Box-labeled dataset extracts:
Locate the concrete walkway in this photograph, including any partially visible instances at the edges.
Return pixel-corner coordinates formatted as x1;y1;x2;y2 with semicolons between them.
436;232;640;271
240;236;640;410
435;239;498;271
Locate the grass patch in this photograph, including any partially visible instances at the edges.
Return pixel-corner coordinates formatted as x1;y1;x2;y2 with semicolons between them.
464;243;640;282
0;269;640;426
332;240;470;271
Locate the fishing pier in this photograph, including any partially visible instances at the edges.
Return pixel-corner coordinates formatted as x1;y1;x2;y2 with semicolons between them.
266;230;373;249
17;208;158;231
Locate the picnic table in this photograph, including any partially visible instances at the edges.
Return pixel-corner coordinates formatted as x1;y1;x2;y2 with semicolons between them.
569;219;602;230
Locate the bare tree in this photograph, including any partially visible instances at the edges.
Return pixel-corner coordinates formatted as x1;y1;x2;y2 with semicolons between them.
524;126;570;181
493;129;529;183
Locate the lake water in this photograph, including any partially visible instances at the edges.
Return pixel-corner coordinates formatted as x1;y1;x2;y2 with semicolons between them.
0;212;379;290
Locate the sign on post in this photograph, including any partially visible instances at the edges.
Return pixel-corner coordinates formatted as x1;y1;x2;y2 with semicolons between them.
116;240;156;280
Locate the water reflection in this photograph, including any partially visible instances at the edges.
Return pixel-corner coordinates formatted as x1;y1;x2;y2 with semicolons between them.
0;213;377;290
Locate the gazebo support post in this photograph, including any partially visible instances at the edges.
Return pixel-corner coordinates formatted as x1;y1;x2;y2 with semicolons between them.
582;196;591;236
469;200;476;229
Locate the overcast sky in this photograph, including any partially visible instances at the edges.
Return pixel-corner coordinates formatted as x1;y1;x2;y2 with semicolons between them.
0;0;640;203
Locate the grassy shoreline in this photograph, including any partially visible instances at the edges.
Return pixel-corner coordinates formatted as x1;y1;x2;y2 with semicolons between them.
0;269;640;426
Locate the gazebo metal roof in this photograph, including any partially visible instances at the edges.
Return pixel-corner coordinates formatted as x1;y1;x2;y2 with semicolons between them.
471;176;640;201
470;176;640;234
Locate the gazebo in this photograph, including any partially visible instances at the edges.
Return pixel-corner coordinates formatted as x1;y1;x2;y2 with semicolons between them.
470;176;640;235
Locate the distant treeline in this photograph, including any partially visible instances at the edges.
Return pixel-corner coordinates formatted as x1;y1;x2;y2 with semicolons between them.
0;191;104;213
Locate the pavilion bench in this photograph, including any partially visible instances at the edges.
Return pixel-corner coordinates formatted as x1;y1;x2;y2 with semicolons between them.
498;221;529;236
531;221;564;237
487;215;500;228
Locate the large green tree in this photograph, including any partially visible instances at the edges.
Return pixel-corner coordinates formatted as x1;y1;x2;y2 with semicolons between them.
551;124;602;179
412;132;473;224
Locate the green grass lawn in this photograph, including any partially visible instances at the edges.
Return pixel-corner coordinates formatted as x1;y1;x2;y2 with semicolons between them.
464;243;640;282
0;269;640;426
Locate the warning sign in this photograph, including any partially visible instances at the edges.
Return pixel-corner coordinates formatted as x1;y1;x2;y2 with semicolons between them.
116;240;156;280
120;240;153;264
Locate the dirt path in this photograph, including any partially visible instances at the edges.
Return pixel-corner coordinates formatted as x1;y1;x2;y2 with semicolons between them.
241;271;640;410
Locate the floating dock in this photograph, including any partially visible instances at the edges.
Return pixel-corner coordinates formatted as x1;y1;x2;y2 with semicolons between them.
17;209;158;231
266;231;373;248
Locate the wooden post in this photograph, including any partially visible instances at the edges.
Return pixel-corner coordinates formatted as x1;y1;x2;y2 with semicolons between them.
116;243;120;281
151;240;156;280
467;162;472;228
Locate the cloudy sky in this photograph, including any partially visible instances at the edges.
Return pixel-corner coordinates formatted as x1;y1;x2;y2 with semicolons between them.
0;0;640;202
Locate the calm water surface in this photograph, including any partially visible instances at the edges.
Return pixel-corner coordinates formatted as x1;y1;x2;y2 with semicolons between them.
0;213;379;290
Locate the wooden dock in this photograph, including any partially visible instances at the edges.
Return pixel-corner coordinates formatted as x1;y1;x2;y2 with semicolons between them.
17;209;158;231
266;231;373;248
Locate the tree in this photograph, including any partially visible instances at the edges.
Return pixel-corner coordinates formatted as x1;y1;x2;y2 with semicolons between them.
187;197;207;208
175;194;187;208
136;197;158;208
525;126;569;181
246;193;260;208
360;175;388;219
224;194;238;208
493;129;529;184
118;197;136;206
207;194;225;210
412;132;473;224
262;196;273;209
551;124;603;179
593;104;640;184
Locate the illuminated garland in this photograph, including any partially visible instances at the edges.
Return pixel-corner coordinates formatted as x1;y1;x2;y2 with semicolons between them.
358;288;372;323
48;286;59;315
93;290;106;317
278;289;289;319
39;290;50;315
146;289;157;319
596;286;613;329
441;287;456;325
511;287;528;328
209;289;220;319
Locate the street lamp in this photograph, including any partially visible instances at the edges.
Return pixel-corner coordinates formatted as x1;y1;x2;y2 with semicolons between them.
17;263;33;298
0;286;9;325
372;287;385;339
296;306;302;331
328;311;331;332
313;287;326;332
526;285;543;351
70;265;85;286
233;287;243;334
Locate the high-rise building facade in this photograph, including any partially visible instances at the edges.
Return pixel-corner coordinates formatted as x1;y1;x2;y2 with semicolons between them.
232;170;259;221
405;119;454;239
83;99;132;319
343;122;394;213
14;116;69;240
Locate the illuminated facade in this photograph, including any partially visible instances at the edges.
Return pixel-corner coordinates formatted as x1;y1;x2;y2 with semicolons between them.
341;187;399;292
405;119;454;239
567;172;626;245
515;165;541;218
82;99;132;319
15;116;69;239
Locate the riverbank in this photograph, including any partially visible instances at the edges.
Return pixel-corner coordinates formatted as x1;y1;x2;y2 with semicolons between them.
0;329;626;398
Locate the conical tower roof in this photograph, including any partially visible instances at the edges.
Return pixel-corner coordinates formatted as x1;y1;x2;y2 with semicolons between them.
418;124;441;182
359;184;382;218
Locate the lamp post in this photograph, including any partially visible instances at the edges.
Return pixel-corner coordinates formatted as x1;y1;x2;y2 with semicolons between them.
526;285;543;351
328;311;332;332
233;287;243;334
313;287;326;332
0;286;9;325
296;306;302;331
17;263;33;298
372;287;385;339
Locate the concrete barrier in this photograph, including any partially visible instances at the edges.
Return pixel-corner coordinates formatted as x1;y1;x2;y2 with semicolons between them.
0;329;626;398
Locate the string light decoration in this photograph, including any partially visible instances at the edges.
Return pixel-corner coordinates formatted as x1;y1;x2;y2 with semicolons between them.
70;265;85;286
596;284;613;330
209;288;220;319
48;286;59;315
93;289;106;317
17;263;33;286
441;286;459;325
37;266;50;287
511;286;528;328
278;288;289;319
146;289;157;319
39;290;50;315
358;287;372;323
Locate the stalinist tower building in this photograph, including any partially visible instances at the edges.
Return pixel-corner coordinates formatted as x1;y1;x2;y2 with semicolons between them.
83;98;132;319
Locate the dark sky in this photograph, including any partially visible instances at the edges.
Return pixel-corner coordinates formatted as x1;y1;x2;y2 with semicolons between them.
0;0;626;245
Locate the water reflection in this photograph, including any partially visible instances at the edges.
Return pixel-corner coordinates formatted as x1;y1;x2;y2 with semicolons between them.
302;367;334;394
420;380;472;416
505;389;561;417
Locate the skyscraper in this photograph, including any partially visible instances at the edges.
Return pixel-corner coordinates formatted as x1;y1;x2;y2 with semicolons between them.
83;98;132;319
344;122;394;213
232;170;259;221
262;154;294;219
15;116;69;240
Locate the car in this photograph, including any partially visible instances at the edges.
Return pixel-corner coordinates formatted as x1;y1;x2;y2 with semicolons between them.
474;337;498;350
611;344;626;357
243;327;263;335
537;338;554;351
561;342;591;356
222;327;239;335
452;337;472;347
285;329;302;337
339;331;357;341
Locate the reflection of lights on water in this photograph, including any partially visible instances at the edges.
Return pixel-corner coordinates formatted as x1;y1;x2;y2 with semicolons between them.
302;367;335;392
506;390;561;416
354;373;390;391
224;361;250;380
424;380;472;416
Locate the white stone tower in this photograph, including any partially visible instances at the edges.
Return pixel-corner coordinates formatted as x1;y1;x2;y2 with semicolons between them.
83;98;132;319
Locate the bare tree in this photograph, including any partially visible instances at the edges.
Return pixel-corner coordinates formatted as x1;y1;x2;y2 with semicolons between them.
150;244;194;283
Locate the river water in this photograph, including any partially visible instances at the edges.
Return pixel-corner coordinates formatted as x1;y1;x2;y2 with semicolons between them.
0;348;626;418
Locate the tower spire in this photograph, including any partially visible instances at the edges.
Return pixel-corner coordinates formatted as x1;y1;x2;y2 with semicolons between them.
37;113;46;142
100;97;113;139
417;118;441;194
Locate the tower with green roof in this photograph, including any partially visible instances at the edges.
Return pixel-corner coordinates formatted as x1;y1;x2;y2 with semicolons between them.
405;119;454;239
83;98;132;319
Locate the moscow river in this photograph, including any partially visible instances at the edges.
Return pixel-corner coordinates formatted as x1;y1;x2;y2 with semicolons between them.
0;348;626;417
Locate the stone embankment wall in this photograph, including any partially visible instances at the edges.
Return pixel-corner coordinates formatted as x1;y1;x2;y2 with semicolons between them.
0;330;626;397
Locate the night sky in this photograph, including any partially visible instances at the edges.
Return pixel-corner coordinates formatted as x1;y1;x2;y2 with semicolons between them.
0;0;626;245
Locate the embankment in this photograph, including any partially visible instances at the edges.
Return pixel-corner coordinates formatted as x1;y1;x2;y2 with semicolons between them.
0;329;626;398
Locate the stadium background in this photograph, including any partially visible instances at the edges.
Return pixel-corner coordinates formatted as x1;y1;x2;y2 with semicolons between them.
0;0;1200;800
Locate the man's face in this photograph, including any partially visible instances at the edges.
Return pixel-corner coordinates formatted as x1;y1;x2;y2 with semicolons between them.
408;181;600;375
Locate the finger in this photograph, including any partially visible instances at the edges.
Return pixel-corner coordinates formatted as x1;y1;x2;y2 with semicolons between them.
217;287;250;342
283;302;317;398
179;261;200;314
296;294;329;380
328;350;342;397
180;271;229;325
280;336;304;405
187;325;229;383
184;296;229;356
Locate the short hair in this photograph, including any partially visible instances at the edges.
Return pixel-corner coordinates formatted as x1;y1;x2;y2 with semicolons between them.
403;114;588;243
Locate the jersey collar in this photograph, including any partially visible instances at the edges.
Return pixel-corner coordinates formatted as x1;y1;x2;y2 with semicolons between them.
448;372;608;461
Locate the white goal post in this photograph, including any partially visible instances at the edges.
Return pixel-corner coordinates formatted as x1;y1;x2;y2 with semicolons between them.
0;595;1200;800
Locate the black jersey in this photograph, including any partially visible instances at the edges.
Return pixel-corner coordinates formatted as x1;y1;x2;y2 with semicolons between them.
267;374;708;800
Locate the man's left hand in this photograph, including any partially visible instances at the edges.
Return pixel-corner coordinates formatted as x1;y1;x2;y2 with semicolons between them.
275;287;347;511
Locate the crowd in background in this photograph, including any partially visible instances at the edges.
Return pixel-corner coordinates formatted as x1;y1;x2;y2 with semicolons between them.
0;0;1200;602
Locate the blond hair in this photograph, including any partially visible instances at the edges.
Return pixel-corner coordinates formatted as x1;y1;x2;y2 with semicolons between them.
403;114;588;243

[What you have to do]
Copy the stretch from the line containing "Locate the distant" through the line containing "487;215;500;228", switching "pavilion bench" to "park bench" and keeping everything else the same.

[Correct output]
Locate the distant treeline in this photograph, including any partially visible instances at the edges.
Return pixel-corner coordinates formatted as x1;y1;x2;y2 with semicolons between them.
0;191;104;213
Locate the park bench in this photograph, including any partially visible instances at the edges.
Return pixel-corner coordinates formatted as x1;y1;x2;y2 with semicolons between them.
498;221;529;236
531;221;564;237
487;215;500;228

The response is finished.